Locate "Question. Indicate each instance of the gravel" in the listing below, then output the line holding it and every line after it, exactly and with nothing else.

Lines of data:
=====

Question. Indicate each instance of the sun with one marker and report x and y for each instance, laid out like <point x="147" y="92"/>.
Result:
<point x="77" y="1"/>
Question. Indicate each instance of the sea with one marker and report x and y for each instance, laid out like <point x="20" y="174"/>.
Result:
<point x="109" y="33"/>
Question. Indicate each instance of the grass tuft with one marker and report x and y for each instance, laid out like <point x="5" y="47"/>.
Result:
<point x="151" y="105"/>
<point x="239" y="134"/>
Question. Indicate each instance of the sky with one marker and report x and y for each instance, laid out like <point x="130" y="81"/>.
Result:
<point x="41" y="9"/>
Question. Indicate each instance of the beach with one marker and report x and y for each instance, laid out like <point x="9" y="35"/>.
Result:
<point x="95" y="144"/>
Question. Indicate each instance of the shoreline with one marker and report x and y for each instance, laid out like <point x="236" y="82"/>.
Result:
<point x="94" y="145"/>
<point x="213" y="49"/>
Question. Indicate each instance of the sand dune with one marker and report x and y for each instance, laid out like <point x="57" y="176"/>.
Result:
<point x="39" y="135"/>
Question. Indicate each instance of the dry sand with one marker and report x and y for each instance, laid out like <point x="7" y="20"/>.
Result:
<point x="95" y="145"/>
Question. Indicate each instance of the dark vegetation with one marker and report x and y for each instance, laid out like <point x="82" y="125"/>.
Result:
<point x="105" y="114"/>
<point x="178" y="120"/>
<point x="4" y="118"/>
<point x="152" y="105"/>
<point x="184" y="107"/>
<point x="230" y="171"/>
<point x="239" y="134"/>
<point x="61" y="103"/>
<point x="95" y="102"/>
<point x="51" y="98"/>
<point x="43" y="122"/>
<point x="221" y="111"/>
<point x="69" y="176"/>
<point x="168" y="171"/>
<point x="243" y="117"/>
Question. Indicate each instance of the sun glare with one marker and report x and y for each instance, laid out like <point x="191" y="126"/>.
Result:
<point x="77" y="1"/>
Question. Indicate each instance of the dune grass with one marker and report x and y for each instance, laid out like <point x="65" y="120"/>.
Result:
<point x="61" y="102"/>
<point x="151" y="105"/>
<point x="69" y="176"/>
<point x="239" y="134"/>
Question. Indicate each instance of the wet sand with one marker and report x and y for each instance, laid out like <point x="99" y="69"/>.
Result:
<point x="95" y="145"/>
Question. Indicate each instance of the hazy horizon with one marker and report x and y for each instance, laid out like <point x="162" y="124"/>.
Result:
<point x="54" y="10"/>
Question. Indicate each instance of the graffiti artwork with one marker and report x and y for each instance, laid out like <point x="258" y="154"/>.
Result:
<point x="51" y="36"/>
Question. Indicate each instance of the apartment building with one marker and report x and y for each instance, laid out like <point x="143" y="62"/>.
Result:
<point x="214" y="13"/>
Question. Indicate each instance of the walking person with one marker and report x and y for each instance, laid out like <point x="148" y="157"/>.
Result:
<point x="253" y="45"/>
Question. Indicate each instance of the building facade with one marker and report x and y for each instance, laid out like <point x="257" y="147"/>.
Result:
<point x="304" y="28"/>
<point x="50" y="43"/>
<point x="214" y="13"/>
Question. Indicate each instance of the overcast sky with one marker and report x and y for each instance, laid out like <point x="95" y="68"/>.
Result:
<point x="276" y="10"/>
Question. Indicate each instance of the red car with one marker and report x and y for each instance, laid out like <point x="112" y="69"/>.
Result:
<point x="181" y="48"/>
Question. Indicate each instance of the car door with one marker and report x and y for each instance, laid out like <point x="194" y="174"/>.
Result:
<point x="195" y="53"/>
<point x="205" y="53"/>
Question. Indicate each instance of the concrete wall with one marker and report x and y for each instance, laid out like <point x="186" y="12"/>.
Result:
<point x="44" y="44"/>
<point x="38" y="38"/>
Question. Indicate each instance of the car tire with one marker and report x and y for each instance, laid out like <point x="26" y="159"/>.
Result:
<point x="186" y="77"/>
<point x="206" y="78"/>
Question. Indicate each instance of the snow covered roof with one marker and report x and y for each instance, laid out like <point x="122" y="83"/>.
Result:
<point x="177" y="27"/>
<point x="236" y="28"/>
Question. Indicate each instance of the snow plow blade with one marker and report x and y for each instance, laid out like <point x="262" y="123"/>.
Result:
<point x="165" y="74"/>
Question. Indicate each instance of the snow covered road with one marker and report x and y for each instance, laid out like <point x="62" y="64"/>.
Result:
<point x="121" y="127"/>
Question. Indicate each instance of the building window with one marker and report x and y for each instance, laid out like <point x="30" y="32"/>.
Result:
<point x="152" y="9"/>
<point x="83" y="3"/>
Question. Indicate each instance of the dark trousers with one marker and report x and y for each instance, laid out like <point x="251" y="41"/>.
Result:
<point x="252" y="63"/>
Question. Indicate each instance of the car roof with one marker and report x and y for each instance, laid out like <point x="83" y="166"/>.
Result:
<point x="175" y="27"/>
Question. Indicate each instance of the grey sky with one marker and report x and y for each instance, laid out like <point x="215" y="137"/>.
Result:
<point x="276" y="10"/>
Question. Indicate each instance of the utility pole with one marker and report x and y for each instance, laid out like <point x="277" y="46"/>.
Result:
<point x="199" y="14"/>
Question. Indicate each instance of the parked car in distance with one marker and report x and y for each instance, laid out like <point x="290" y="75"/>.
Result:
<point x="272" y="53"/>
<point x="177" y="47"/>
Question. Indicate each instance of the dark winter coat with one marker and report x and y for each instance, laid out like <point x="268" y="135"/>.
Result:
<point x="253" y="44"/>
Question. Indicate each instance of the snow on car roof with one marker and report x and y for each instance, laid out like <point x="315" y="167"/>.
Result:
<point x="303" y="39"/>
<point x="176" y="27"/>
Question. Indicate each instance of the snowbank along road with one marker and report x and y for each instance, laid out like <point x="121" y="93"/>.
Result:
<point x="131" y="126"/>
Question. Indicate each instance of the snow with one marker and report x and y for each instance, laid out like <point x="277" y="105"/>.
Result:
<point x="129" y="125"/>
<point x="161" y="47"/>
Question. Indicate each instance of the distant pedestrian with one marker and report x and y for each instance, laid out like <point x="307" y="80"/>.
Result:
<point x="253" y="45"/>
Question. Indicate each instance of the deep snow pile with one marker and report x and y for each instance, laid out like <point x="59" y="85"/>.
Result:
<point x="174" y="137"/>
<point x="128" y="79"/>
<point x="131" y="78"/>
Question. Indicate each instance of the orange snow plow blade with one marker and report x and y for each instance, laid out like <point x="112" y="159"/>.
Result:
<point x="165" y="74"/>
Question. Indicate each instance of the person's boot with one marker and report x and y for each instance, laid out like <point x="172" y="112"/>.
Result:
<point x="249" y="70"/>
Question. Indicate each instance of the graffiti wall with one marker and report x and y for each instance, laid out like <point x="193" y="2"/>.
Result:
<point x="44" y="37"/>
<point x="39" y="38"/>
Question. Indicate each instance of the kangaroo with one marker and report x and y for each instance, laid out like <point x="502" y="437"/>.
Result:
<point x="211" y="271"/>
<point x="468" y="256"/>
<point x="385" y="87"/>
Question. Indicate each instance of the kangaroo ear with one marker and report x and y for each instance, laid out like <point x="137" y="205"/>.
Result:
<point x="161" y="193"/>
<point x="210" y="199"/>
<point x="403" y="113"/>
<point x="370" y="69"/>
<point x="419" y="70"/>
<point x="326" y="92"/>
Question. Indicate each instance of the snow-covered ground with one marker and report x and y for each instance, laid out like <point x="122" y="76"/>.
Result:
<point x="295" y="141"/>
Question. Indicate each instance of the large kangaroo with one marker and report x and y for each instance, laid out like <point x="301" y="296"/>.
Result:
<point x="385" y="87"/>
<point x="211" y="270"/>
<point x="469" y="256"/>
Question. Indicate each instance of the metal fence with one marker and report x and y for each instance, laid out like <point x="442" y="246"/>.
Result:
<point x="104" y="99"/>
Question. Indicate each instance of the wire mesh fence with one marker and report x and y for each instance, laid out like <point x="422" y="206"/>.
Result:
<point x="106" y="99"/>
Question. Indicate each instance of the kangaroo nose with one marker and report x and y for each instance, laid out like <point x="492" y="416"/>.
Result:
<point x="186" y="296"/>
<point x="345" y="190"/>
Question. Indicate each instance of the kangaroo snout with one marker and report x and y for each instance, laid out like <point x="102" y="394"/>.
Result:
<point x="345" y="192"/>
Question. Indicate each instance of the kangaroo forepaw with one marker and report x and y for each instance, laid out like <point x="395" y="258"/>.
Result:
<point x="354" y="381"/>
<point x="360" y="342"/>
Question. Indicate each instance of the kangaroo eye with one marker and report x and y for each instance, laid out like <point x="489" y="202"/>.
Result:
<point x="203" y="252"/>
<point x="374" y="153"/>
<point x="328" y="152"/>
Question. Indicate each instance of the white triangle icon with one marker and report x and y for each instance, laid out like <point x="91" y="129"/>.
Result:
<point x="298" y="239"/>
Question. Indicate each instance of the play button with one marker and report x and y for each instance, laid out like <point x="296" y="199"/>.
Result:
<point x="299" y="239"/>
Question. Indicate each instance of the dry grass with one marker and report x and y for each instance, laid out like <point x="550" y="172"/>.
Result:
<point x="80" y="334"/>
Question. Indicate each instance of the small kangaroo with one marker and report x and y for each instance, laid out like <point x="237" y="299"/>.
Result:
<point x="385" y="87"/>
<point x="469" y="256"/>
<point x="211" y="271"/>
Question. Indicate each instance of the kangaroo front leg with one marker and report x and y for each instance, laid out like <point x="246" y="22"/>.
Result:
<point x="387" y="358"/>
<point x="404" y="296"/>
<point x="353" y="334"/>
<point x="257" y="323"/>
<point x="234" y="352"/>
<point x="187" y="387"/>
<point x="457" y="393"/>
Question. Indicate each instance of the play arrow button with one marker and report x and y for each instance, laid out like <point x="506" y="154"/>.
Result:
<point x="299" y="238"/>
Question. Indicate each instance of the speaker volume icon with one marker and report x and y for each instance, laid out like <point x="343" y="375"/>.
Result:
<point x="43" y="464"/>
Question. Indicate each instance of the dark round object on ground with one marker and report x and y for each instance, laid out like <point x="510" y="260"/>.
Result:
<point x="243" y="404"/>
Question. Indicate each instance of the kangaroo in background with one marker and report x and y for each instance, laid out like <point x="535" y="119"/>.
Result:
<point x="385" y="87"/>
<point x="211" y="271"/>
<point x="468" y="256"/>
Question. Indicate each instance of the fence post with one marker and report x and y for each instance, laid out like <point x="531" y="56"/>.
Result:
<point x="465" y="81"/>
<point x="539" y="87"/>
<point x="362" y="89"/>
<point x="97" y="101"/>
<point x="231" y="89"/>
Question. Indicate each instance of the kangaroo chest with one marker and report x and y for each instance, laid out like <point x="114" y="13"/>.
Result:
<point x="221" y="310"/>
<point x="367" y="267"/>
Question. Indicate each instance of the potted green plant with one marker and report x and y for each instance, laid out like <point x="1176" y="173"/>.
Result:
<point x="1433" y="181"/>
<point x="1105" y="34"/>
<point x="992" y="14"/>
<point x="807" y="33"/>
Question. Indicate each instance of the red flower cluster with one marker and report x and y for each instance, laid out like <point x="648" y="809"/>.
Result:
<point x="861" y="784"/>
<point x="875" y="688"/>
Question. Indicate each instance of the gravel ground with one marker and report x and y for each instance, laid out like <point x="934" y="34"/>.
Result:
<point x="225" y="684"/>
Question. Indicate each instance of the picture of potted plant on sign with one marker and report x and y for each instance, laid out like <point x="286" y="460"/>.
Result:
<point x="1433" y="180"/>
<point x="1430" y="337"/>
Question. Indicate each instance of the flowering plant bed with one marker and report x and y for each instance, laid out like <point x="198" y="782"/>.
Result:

=====

WORKED SOLUTION:
Question. Indicate each instance of the gravel ground with one marker and report x and y for each instance, laid out like <point x="934" y="34"/>.
Result:
<point x="225" y="684"/>
Question. Indicate each instance of the picture of potted plant on sign with one marker and report x and y for each instance, laid out like <point x="286" y="460"/>.
Result:
<point x="1433" y="180"/>
<point x="1430" y="337"/>
Question. Indicate each instance of the flowering plant bed with one marker and report x and y for each instance, laid out like <point x="198" y="782"/>.
Result:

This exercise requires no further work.